_THE EXERCISE:_
In the forum post about the CMCW simulation, change the passage from "But what Battlefront" up to and including "90% hit probability." by replacing "overkill" with "excessive" and giving the passage again.

-- start DOCUMENT EXTRACT --

2. It's great that you try to downplay my arguments by portraying me as some kind of "ideological warrior" spreading "conspiracy theories" against "pro-US agenda". 

In fact what I'm saying is that CMCW simulation could be improved in certain areas. To fix some flaws of new product is not shameful, and it's sad that you percieve all critical feedback as act of ideological agression. 

It's Battlefront game and of course Battlefront may make it in a way it wants. You mentioned many times how you see the general concept - Soviets use doctrine of mass and they are worse at spotting.

Ok, fine. Let it be this way, this concept. Why not?

But what Battlefront actually did was overkill. Soviet BRDMs with ATGM are blind, tanks are partially blind, Soviet ATGM have very poor hit probability that makes infamous Dragon look like the benchmark of reliability, despite that US sources give them up to 90% hit probability.

-- end DOCUMENT EXTRACT --
-- start EXCERPTED RECORDS --

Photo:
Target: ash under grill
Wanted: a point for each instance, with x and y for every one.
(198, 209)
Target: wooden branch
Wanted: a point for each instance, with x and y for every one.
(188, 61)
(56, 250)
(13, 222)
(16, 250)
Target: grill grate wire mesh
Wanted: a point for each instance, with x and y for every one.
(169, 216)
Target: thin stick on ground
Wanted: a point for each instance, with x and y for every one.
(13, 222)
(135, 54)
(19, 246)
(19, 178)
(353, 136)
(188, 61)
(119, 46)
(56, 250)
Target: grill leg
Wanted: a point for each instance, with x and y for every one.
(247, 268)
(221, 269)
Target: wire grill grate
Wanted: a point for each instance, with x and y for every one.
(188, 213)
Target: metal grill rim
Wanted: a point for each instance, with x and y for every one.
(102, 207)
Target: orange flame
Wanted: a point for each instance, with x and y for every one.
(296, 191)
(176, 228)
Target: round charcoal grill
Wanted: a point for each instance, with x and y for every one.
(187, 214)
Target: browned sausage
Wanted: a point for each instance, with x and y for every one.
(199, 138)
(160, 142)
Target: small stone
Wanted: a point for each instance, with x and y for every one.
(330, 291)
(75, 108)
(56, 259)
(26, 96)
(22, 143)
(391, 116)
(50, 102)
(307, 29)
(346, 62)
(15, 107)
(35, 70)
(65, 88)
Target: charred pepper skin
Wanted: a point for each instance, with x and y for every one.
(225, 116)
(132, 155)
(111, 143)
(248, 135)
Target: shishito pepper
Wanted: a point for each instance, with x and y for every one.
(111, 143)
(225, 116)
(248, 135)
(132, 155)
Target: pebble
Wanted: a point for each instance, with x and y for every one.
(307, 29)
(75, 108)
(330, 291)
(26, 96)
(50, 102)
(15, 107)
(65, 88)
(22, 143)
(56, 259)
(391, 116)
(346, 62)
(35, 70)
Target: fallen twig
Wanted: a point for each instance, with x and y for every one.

-- end EXCERPTED RECORDS --
-- start EXCERPTED RECORDS --

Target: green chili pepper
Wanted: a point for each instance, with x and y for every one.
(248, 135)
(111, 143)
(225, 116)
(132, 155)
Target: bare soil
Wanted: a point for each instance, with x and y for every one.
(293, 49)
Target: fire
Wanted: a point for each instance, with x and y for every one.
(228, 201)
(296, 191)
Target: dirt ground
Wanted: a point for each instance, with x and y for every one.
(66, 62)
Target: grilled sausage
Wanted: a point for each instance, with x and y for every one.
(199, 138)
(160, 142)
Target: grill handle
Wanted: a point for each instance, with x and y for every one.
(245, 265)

-- end EXCERPTED RECORDS --
-- start EXCERPTED RECORDS --

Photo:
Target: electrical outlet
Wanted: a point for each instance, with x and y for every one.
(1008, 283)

-- end EXCERPTED RECORDS --

_RESPONSE:_
But what Battlefront actually did was excessive. Soviet BRDMs with ATGM are blind, tanks are partially blind, Soviet ATGM have very poor hit probability that makes infamous Dragon look like the benchmark of reliability, despite that US sources give them up to 90% hit probability.